▶ TASK REQUIREMENTS
Write the next part of the OMOP CDM text, starting right after its last bullet point.

Counterargument: Standardization should be done to support generalizable analytic tools

  • Data standardization, such as with OMOP CDM, serves specific purposes like leveraging standardized analysis tools or ensuring consistent application of analytic codes across databases.
  • OMOP CDM can handle datetime granularity, but the absence of standardized tools for optional datetime fields necessitates custom analytics. Hence CDM 6.0 is not adopted.
  • OMOP CDM supports various data domains and has extensions for imaging; challenges arise from mapping when source vocabularies are not in OHDSI standardized vocabularies.
  • OMOP CDM effectively models measurement values, and tools like ATLAS can use these values; however, standardization issues persist across concepts, units, and values_as_concepts.
  • OMOP CDM also models procedures well, though lack of a procedure hierarchy often requires intensive curation and context-specific code lists.

Considering he history of the CDM, its original design was done prior to some major advancements in databases.

  • Increase in variety of data types
  • Horizontal over vertical scaling
  • Polyglot persistence to support more data domains and types of analysis - where relational, graph, nosql databases are all used depending on their strengths for analysis.

▶ SUPPLIED DATA
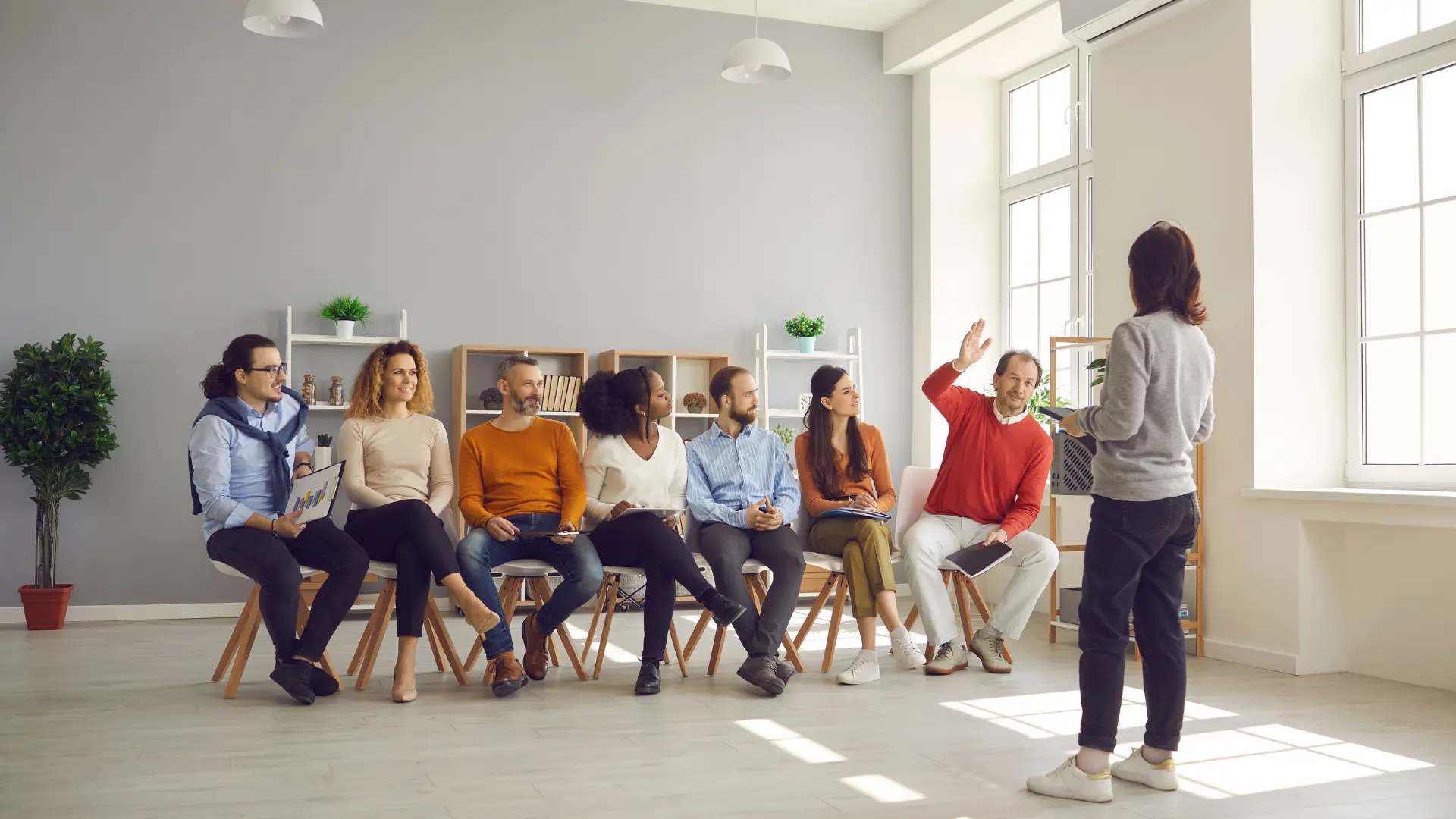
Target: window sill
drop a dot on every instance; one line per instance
(1381, 497)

▶ RESULT
  • Improved privacy techniques like differential privacy.

It would be worthwhile to examine how these advancements would address some of these points in any redesign.

Also, this is an older paper, but I think the points are still valid today regarding the need for alignment to ontologies to improve analytic tools.

Ceusters, Werner, and Jonathan Blaisure. “A Realism-Based View on Counts in OMOP’s Common Data Model.” In pHealth, pp. 55-62. 2017. (link)

@Gowtham_Rao:

What’s the discrepancy? Why not “Standardize all health care data to OMOP to support generalizable analytical tools”?

I like that idea. That means you are not done with your ETL if you put the data in OMoP. You are only done when Atlas (for example) fully understands (conformity of vocabulary and ETL conventions) and is able to use all the data intended to be analyzed (complete)